====== Recorded information

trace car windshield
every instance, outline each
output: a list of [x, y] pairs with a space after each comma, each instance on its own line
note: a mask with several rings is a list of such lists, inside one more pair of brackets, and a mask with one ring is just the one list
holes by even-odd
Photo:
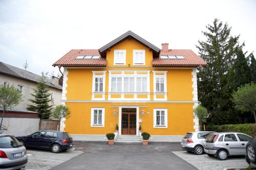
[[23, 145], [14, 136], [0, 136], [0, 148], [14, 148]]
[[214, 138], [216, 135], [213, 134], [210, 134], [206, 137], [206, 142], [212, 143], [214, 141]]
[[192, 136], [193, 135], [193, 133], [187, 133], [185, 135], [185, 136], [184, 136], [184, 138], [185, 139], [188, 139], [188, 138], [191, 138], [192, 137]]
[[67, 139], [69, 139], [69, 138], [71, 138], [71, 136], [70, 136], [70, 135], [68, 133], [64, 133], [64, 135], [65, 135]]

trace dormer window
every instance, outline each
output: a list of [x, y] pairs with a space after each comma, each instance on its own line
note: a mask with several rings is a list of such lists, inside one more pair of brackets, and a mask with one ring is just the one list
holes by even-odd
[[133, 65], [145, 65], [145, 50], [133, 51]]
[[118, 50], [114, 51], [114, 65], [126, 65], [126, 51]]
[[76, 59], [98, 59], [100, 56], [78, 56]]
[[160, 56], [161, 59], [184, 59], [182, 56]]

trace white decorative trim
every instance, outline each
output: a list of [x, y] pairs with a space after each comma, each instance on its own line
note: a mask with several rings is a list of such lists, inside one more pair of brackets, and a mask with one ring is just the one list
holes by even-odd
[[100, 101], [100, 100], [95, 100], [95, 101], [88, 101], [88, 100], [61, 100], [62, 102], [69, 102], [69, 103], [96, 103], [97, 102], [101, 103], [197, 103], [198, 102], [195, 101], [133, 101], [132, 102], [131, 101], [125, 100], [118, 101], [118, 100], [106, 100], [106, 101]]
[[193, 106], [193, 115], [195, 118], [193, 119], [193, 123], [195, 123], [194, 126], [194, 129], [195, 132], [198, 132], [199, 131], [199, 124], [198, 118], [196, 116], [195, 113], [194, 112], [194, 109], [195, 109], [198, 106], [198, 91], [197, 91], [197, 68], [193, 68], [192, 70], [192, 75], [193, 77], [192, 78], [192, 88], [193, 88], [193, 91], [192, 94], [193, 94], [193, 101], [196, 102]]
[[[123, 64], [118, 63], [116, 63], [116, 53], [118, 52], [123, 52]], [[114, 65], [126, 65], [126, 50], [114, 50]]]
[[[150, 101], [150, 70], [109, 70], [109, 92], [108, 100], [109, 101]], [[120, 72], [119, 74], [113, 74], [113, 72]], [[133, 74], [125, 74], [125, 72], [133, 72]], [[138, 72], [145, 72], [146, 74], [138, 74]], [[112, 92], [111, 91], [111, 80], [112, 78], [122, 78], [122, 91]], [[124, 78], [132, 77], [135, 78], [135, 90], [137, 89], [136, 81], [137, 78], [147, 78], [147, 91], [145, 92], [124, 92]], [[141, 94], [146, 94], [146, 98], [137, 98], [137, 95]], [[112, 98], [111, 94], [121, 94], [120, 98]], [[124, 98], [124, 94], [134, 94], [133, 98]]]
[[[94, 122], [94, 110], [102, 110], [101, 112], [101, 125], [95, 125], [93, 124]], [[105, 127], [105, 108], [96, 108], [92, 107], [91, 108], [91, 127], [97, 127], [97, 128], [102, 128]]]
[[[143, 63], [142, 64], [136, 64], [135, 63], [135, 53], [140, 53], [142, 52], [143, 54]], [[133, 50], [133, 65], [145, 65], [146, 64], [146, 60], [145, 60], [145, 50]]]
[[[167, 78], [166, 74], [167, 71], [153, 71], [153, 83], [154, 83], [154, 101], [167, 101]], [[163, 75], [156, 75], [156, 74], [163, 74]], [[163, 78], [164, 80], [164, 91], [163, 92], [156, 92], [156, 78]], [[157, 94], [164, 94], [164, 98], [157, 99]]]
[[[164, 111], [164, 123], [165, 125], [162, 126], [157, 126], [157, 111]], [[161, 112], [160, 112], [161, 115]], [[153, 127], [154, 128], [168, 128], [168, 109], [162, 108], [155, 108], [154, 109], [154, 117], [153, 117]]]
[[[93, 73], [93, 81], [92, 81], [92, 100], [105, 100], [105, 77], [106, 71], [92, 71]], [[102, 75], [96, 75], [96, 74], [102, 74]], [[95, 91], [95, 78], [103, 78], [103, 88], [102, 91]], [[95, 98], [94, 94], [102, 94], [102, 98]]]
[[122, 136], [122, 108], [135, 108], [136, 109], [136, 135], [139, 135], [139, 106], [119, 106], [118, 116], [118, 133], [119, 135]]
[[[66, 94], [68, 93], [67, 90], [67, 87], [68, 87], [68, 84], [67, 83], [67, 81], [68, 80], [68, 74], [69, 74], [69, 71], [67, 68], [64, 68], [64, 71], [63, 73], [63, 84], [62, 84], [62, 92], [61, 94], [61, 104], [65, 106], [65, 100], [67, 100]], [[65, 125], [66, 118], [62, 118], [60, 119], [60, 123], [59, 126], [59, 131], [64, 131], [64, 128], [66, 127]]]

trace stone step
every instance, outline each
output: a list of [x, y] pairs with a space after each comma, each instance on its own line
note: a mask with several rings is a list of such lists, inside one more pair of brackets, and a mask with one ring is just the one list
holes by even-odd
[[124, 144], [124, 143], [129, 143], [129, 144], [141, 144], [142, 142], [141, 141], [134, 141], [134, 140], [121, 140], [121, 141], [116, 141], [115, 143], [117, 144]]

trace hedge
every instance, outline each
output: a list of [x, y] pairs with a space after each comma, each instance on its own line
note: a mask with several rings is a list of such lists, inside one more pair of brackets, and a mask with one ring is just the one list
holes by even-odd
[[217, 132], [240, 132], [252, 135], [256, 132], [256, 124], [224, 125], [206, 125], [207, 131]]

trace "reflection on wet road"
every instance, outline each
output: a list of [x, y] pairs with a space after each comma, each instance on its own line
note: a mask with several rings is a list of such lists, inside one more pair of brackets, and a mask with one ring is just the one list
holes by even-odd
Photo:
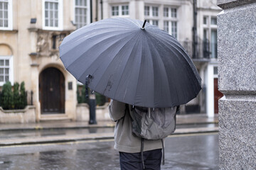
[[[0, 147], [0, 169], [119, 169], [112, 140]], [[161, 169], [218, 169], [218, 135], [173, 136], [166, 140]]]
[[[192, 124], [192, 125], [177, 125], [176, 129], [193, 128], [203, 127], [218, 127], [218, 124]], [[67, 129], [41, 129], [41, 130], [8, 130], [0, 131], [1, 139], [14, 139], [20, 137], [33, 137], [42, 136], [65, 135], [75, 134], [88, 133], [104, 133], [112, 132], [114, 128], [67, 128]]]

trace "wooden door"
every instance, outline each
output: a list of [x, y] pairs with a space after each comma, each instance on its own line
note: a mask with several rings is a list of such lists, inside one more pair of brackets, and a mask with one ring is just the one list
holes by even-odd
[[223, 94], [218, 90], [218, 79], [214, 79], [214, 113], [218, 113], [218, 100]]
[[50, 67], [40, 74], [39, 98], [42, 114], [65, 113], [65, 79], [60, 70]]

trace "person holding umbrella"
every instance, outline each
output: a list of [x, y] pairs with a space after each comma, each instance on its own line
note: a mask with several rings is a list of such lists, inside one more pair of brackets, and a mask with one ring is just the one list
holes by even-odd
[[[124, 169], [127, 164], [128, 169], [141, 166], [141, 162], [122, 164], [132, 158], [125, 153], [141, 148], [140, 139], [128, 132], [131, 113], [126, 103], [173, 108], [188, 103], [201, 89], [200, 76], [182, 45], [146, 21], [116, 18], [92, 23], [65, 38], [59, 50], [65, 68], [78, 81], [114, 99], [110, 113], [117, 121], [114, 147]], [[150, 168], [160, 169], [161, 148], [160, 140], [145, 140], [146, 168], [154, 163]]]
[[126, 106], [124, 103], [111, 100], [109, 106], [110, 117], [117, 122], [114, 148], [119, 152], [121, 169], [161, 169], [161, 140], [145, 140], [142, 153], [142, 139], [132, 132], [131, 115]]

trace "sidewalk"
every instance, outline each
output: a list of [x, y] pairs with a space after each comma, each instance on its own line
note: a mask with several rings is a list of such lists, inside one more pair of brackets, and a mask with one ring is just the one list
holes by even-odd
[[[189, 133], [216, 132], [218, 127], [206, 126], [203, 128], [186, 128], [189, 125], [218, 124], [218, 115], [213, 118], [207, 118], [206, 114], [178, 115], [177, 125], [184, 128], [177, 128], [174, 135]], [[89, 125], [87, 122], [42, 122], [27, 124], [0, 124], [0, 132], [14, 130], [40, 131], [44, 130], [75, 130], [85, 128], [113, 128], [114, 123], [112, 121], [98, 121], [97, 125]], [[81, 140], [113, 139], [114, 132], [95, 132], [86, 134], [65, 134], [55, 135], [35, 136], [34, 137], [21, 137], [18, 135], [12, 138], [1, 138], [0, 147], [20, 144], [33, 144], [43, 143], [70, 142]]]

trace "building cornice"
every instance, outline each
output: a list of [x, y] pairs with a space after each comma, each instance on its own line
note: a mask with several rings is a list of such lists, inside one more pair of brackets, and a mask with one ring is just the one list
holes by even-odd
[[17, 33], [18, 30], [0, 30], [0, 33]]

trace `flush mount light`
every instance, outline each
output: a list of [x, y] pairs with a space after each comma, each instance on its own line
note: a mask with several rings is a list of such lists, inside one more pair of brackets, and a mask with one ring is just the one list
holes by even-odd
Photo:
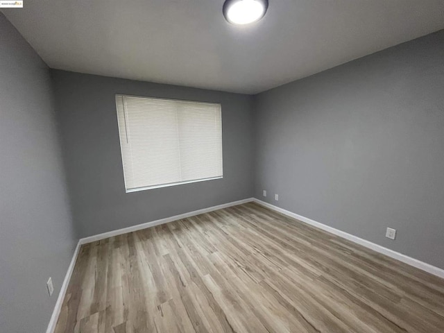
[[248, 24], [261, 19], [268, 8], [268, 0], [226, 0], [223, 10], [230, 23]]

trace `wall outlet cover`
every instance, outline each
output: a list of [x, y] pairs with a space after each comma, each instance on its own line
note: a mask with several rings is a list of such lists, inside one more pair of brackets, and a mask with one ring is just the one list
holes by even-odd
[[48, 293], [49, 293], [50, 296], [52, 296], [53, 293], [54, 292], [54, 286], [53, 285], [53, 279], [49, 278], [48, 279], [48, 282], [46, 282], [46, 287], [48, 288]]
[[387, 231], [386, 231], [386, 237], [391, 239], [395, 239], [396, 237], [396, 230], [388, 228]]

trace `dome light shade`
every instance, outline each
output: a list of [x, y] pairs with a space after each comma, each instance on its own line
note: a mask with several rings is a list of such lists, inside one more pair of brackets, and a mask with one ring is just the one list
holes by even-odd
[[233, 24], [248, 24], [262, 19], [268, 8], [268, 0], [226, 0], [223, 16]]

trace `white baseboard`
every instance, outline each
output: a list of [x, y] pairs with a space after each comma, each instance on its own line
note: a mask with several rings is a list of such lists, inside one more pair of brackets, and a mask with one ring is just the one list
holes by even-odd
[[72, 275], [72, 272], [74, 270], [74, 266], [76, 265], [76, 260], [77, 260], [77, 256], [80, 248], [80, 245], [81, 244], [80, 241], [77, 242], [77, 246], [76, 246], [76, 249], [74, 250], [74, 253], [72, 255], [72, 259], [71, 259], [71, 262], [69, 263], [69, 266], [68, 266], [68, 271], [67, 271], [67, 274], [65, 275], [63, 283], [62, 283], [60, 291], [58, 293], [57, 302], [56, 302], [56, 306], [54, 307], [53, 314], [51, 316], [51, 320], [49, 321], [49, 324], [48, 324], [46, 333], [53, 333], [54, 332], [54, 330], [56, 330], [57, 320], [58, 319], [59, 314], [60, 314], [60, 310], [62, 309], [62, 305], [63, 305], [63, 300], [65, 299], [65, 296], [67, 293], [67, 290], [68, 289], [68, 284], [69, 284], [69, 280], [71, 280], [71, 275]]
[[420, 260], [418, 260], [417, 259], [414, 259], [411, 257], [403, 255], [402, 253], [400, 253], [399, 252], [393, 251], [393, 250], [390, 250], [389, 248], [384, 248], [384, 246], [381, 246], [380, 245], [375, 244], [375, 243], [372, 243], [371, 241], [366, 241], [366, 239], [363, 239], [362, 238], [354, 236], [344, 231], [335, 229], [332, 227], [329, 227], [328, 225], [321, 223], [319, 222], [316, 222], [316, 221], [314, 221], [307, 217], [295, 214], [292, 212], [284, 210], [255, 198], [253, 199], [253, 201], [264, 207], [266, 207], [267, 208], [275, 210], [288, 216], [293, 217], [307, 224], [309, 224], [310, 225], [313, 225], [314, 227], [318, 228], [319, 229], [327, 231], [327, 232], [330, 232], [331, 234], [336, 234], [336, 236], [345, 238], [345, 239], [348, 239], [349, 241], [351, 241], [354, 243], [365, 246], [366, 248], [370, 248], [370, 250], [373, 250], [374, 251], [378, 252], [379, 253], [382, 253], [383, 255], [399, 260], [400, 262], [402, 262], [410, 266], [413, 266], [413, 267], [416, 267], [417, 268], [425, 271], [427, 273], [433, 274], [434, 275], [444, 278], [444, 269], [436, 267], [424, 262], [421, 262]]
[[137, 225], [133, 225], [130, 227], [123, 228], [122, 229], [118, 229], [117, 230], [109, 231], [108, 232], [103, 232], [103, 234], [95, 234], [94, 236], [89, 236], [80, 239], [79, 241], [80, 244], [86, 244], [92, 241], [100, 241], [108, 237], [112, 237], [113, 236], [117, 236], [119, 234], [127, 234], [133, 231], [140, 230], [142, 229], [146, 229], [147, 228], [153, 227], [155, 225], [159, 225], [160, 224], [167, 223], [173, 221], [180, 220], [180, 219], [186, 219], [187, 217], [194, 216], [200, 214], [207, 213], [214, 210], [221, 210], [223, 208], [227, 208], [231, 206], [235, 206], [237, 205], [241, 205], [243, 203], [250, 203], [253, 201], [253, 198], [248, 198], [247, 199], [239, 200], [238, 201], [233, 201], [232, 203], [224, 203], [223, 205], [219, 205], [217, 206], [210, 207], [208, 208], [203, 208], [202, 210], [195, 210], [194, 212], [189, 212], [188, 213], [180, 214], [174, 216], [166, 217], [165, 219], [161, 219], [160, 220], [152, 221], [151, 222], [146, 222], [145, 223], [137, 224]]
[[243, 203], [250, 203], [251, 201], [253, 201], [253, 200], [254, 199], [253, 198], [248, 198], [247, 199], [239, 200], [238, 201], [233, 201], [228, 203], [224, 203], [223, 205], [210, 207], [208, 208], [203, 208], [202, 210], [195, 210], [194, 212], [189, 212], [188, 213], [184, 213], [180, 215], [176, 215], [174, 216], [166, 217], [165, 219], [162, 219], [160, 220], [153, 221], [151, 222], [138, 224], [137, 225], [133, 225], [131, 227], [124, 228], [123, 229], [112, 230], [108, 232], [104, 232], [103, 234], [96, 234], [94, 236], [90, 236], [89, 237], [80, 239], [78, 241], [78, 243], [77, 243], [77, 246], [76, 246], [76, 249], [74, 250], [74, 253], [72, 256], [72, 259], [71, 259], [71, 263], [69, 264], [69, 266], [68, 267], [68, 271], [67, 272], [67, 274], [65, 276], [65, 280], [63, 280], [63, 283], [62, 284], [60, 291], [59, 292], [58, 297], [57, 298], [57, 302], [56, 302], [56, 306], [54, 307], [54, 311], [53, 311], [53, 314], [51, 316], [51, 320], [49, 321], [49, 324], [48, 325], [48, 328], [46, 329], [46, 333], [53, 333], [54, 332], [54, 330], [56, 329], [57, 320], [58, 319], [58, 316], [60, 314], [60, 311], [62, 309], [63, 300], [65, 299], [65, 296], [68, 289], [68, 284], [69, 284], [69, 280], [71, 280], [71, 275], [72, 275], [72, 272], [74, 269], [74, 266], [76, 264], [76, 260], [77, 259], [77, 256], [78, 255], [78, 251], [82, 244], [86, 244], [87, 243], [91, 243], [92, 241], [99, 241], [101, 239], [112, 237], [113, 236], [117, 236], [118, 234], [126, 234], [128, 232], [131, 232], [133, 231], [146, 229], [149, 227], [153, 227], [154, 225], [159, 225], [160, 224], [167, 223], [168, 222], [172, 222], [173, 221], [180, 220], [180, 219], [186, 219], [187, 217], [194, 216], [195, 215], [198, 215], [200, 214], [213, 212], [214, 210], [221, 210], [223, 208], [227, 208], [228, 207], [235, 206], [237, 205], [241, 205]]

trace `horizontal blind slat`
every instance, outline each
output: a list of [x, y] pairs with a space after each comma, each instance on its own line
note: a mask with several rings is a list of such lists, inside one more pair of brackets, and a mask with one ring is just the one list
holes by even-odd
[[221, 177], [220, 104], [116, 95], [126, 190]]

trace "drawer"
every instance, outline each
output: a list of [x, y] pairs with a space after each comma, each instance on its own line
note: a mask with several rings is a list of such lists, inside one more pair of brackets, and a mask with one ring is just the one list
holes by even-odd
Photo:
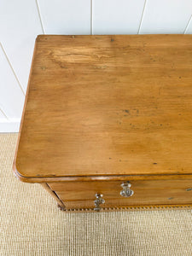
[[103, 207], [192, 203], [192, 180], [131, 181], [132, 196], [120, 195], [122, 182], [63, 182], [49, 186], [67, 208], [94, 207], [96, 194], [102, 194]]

============

◆ Short exercise
Rewrite the records above as a JSON list of strings, one string per line, from their first line through the line containing "[[160, 56], [161, 59], [184, 59], [182, 56]]". Omit blank lines and leave the pictures out.

◆ Exercise answer
[
  "trace car windshield",
  "every instance, outline each",
  "output: a list of [x, y] pairs with a space after each comma, each instance on its own line",
  "note: a mask with several rings is a list of such lists, inside one more pair of brackets, and a mask with one ring is just the one list",
  "holes by even-odd",
  "Photo:",
  "[[23, 145], [14, 136], [0, 136], [0, 148], [14, 148]]",
  "[[214, 138], [216, 135], [213, 134], [210, 134], [206, 137], [206, 142], [212, 143], [214, 141]]",
  "[[192, 136], [193, 135], [193, 133], [187, 133], [185, 135], [185, 136], [184, 136], [184, 138], [185, 139], [188, 139], [188, 138], [191, 138], [192, 137]]",
  "[[67, 139], [69, 139], [69, 138], [71, 138], [71, 136], [70, 136], [70, 135], [68, 133], [64, 133], [64, 135], [65, 135]]",
  "trace dormer window",
  "every instance, outline each",
  "output: a list of [x, y] pairs with a space after each comma, each instance on its own line",
  "note: a mask with several rings is a list of such lists, inside one more pair of brackets, and a mask with one ring is just the one list",
  "holes by even-odd",
  "[[133, 65], [145, 65], [145, 50], [133, 51]]",
  "[[118, 50], [114, 51], [114, 65], [126, 65], [126, 51]]",
  "[[76, 59], [98, 59], [100, 56], [78, 56]]",
  "[[160, 56], [161, 59], [184, 59], [182, 56]]"
]